» **Aim of the task**: Decide whether each statement agrees with the forum thread, answering yes or no and quoting the thread's deciding words: (a) the forum rules require posts to be in English only; (b) the reply to Pants-of-dog calls journalists and migrants more gullible than other people; (c) the moderator is listed as PoFo Europe Mods.

Wandering the information superhighway, he came upon the last refuge of civilization, PoFo, the only forum on the internet ...

Political issues and parties in Europe's nation states, the E.U. & Russia.

Moderator: PoFo Europe Mods

Forum rules: No one line posts please. This is an international political discussion forum, so please post in English only.
#14907641
I see, the capitalists have forced the journalists to dupe the public in a secret conspiracy to destroy the working class by importing migrants.

Please note that this conspiracy theory treats journalists and migrants as idiots without agency.

And I am certain that Kaiserschmarrn does not need your help as she is making an argument that is not as ridiculous as yours.
#14907678
Pants-of-dog wrote:I see, the capitalists have forced the journalists to dupe the public in a secret conspiracy to destroy the working class by importing migrants.

Please note that this conspiracy theory treats journalists and migrants as idiots without agency.

And I am certain that Kaiserschmarrn does not need your help as she is making an argument that is not as ridiculous as yours.


I don’t see anything secret about it. Unfortunately, large numbers of people only think what they are told to think. This makes journalists and migrants neither more nor less gullible than others, but the result is the same. Journalist should have the knowledge to tell they are being manipulated, but I see no evidence they are being hired for their knowledge. They are either gutless or ignorant.
#14907748
Pants-of-dog wrote:
My point is very simple.

You are arguing that journalists have an agenda.

I am pointing out that they have no reason or motive for this agenda.

It seems odd to argue that people will engage in long term, complicated, difficult efforts for no apparent reason.

I explained this already but obviously you are not convinced which is not entirely unexpected. If we start going in circles, as the above indicates, I'm not going to repeat myself.

Pants-of-dog wrote:Why would anyone need an agenda to point out that the migrants are both economic migrants and refugees?

I never claimed that one had to have an agenda either. You are always quick to point out logical fallacies but you are among the worst posters when it comes to straw men. Would you stop making up positions which I have never assumed?
#14908050
We could agree on that if we looked at it in isolation and if that conflation in terms was the only issue.

[Entries from an annotation dataset]
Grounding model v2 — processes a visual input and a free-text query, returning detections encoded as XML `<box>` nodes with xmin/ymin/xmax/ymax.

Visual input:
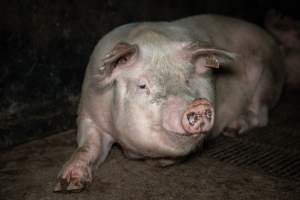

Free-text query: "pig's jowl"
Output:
<box><xmin>54</xmin><ymin>15</ymin><xmax>284</xmax><ymax>191</ymax></box>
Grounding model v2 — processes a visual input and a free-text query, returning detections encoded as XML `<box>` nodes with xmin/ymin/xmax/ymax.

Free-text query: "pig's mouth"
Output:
<box><xmin>163</xmin><ymin>99</ymin><xmax>215</xmax><ymax>136</ymax></box>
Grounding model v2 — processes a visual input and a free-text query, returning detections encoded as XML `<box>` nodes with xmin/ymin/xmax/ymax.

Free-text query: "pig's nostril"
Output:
<box><xmin>186</xmin><ymin>112</ymin><xmax>198</xmax><ymax>126</ymax></box>
<box><xmin>204</xmin><ymin>109</ymin><xmax>212</xmax><ymax>120</ymax></box>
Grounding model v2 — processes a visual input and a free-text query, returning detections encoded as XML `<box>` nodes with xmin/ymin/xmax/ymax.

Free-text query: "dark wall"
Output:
<box><xmin>0</xmin><ymin>0</ymin><xmax>298</xmax><ymax>147</ymax></box>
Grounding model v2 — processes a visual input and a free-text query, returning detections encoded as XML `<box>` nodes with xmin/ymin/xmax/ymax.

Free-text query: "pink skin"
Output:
<box><xmin>181</xmin><ymin>99</ymin><xmax>214</xmax><ymax>134</ymax></box>
<box><xmin>163</xmin><ymin>97</ymin><xmax>214</xmax><ymax>135</ymax></box>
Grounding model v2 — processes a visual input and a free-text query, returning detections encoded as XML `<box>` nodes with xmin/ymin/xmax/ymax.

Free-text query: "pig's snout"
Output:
<box><xmin>181</xmin><ymin>99</ymin><xmax>214</xmax><ymax>134</ymax></box>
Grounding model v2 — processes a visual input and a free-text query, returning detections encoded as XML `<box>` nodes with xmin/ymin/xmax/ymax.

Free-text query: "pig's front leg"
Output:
<box><xmin>54</xmin><ymin>118</ymin><xmax>113</xmax><ymax>192</ymax></box>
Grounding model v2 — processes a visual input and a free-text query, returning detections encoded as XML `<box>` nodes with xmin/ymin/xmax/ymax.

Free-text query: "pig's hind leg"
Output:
<box><xmin>54</xmin><ymin>118</ymin><xmax>113</xmax><ymax>192</ymax></box>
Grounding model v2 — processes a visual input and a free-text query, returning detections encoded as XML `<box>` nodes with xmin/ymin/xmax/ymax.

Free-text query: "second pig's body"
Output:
<box><xmin>56</xmin><ymin>15</ymin><xmax>284</xmax><ymax>191</ymax></box>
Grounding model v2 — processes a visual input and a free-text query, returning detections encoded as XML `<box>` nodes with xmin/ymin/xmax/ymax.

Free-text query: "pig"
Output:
<box><xmin>265</xmin><ymin>10</ymin><xmax>300</xmax><ymax>90</ymax></box>
<box><xmin>54</xmin><ymin>14</ymin><xmax>285</xmax><ymax>192</ymax></box>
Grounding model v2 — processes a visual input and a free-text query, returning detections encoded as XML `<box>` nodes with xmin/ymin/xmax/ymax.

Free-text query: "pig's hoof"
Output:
<box><xmin>53</xmin><ymin>164</ymin><xmax>92</xmax><ymax>192</ymax></box>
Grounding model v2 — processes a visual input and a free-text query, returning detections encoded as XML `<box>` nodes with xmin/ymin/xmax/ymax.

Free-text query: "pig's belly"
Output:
<box><xmin>118</xmin><ymin>130</ymin><xmax>205</xmax><ymax>158</ymax></box>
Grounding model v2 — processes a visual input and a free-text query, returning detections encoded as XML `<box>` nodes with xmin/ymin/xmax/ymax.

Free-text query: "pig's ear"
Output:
<box><xmin>96</xmin><ymin>42</ymin><xmax>138</xmax><ymax>85</ymax></box>
<box><xmin>186</xmin><ymin>41</ymin><xmax>237</xmax><ymax>72</ymax></box>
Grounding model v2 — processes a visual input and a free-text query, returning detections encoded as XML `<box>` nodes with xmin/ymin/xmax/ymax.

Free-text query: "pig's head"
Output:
<box><xmin>93</xmin><ymin>30</ymin><xmax>234</xmax><ymax>153</ymax></box>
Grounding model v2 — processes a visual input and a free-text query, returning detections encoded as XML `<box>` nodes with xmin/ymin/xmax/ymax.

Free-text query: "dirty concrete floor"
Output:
<box><xmin>0</xmin><ymin>93</ymin><xmax>300</xmax><ymax>200</ymax></box>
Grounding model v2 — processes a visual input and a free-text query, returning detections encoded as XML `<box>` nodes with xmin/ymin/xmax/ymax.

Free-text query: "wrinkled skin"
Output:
<box><xmin>265</xmin><ymin>10</ymin><xmax>300</xmax><ymax>89</ymax></box>
<box><xmin>54</xmin><ymin>15</ymin><xmax>284</xmax><ymax>191</ymax></box>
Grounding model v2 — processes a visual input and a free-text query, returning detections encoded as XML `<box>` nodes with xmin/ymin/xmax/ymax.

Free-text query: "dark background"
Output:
<box><xmin>0</xmin><ymin>0</ymin><xmax>300</xmax><ymax>148</ymax></box>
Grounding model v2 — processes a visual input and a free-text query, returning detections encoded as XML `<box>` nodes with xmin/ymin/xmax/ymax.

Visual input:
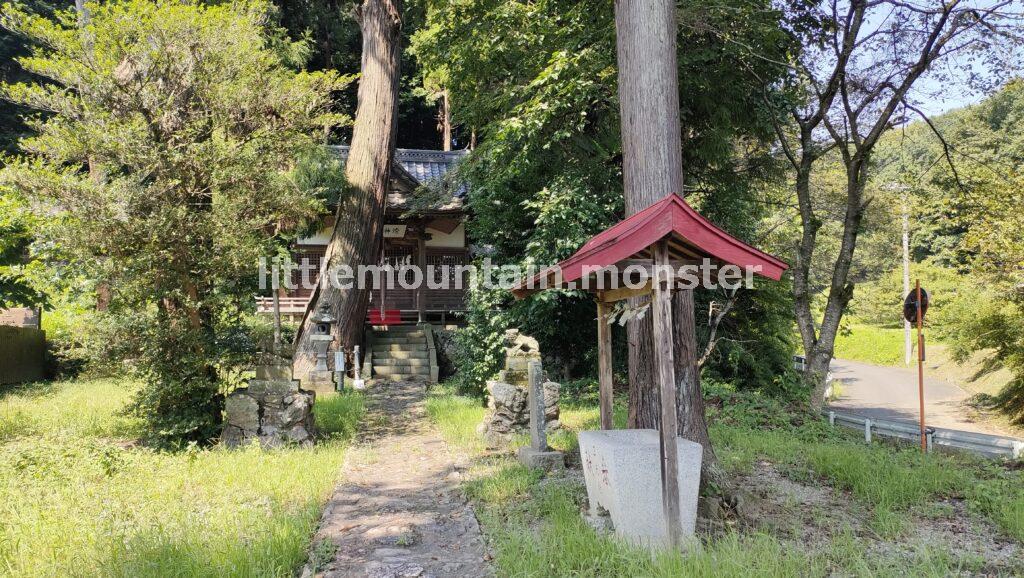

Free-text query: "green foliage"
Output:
<box><xmin>0</xmin><ymin>380</ymin><xmax>362</xmax><ymax>578</ymax></box>
<box><xmin>850</xmin><ymin>260</ymin><xmax>979</xmax><ymax>330</ymax></box>
<box><xmin>412</xmin><ymin>0</ymin><xmax>797</xmax><ymax>391</ymax></box>
<box><xmin>0</xmin><ymin>190</ymin><xmax>46</xmax><ymax>308</ymax></box>
<box><xmin>0</xmin><ymin>0</ymin><xmax>350</xmax><ymax>444</ymax></box>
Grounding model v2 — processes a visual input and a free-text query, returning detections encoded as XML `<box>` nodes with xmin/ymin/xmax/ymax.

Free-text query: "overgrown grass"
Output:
<box><xmin>0</xmin><ymin>379</ymin><xmax>141</xmax><ymax>443</ymax></box>
<box><xmin>429</xmin><ymin>383</ymin><xmax>1024</xmax><ymax>576</ymax></box>
<box><xmin>0</xmin><ymin>380</ymin><xmax>362</xmax><ymax>576</ymax></box>
<box><xmin>836</xmin><ymin>323</ymin><xmax>903</xmax><ymax>365</ymax></box>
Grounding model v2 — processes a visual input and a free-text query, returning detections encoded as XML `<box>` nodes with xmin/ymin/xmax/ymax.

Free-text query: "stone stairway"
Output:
<box><xmin>371</xmin><ymin>325</ymin><xmax>431</xmax><ymax>381</ymax></box>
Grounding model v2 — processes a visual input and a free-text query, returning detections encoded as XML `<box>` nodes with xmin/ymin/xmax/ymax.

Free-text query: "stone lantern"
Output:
<box><xmin>304</xmin><ymin>303</ymin><xmax>338</xmax><ymax>393</ymax></box>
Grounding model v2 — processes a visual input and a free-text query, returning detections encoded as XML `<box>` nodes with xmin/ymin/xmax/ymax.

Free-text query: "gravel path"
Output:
<box><xmin>304</xmin><ymin>381</ymin><xmax>493</xmax><ymax>578</ymax></box>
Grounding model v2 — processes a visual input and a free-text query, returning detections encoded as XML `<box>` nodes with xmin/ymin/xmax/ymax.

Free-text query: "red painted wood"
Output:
<box><xmin>512</xmin><ymin>194</ymin><xmax>790</xmax><ymax>297</ymax></box>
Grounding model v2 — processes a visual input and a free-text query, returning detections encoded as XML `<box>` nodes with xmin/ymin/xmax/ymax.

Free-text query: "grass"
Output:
<box><xmin>836</xmin><ymin>323</ymin><xmax>903</xmax><ymax>366</ymax></box>
<box><xmin>0</xmin><ymin>380</ymin><xmax>362</xmax><ymax>576</ymax></box>
<box><xmin>428</xmin><ymin>381</ymin><xmax>1024</xmax><ymax>577</ymax></box>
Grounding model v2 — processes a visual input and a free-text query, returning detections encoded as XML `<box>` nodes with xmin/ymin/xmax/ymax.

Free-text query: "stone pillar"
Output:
<box><xmin>519</xmin><ymin>361</ymin><xmax>565</xmax><ymax>470</ymax></box>
<box><xmin>220</xmin><ymin>364</ymin><xmax>316</xmax><ymax>448</ymax></box>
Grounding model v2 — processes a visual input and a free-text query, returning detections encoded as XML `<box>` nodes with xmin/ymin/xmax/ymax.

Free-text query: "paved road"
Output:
<box><xmin>830</xmin><ymin>360</ymin><xmax>1001</xmax><ymax>435</ymax></box>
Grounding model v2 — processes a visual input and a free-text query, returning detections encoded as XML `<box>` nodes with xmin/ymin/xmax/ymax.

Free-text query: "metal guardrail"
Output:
<box><xmin>822</xmin><ymin>410</ymin><xmax>1024</xmax><ymax>459</ymax></box>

» **Task result**:
(a) Yes: "so please post in English only."
(b) No: "This makes journalists and migrants neither more nor less gullible than others"
(c) Yes: "Moderator: PoFo Europe Mods"